▶ Given exercise: Every line of the material below should be repeated exactly.

━━━ Entries supplied

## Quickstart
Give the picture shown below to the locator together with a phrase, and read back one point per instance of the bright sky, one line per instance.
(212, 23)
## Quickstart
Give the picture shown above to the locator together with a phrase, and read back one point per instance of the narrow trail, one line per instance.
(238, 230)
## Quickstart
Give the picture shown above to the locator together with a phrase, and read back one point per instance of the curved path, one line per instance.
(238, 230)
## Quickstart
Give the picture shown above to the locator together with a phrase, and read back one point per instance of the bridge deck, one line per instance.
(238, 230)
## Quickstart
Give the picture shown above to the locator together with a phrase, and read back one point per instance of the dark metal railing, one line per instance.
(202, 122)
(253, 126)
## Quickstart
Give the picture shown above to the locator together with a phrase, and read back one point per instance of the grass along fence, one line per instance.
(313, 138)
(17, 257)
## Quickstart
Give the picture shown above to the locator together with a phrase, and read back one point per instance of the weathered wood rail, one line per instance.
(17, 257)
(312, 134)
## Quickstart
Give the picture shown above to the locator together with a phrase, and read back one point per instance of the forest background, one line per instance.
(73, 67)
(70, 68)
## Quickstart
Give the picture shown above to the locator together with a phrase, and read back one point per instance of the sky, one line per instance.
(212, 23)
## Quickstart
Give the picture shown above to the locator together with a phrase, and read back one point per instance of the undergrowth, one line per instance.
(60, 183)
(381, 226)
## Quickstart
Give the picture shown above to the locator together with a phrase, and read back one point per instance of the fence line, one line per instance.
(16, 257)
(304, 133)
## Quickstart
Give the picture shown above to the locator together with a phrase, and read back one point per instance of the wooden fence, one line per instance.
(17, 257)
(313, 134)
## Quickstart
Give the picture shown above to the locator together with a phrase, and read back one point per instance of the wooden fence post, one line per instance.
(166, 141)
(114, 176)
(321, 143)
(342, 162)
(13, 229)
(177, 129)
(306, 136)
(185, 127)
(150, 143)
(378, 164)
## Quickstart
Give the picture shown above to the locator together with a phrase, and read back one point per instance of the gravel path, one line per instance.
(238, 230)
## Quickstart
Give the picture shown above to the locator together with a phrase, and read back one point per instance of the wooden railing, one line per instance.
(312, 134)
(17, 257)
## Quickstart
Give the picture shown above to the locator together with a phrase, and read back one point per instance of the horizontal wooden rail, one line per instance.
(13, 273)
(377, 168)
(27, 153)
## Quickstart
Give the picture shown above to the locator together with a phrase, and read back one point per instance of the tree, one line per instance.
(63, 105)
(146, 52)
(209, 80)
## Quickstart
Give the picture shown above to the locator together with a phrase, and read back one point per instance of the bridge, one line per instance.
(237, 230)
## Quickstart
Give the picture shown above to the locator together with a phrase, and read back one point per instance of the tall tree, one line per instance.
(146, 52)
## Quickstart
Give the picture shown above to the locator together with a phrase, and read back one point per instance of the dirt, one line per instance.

━━━━━━

▶ Reply:
## Quickstart
Give the picture shown below to the locator together with a phrase, and read back one point per instance of the bright sky, one line per instance.
(212, 23)
## Quickstart
Give the picture shown above to the locator together with a phrase, and read back one point per instance of the narrow trail, one line per instance.
(238, 230)
## Quickstart
Give the picture shown above to the locator together with a phrase, and read back one point per instance of the curved path, one line per instance.
(238, 230)
## Quickstart
Give the picture shown above to the locator together with a phrase, and read back one point per instance of the bridge deck, one line per instance.
(238, 230)
## Quickstart
Give the picture shown above to the locator together with a phrase, and read back one point per instance of the dark metal railing, one line per instance.
(202, 122)
(253, 126)
## Quickstart
Give the picture shown above to the locator together with a phrase, and read back one point per instance of the grass along fence, one line per instance.
(313, 138)
(17, 257)
## Quickstart
Give the picture shown above to the locator together with a phrase, and read back one point per instance of the weathered wood rail, one line per instance.
(17, 257)
(312, 134)
## Quickstart
Give the picture shown above to the locator together with a phrase, and read back one point per instance of the forest background, one line per instance.
(73, 67)
(70, 68)
## Quickstart
Give the picture shown above to the locator together with a phrase, and read back one point per instance of the sky, one line per instance.
(212, 23)
## Quickstart
Give the picture shown above to the locator together with a phrase, and read back one point per instance of the undergrowth, one line per instance.
(60, 183)
(381, 226)
## Quickstart
Give the picture shown above to the locator together with a phrase, and read back one point per instance of the fence line, one line per instance.
(16, 257)
(304, 133)
## Quickstart
Give the picture shown above to the locator together with a phrase, and read back one point per instance of the wooden fence, one line per instance.
(17, 257)
(313, 134)
## Quickstart
Give the picture shown above to the locator together with a phrase, and read back one point per instance of the wooden fence post, one line per instance.
(166, 141)
(114, 176)
(321, 143)
(342, 162)
(13, 229)
(177, 129)
(306, 136)
(185, 127)
(150, 143)
(378, 164)
## Quickstart
Give the picture shown above to the locator together with a phrase, and read back one point per instance of the gravel path, one line per instance.
(238, 230)
## Quickstart
Give the picture shown above to the locator together with a phrase, and read back one point per instance of the wooden railing, one line per instance.
(312, 134)
(17, 257)
## Quickstart
Give the picture shown above to the locator together with a phrase, and read back one point per instance of the horizontal wooden rail, one line per instance.
(13, 273)
(377, 168)
(27, 153)
## Quickstart
Give the picture shown above to the locator together with a phrase, and read back one point per instance of the tree, one line per instance.
(63, 105)
(146, 52)
(209, 80)
## Quickstart
Give the picture shown above to the locator together with a phrase, and read back one point per instance of the bridge, one line per instance.
(237, 230)
## Quickstart
Give the picture shown above to the locator together with a phrase, and read back one point per instance of the tall tree, one line per instance.
(146, 52)
## Quickstart
Give the picture shown above to the locator together with a phrase, and read back one point per instance of the dirt, one line per instance.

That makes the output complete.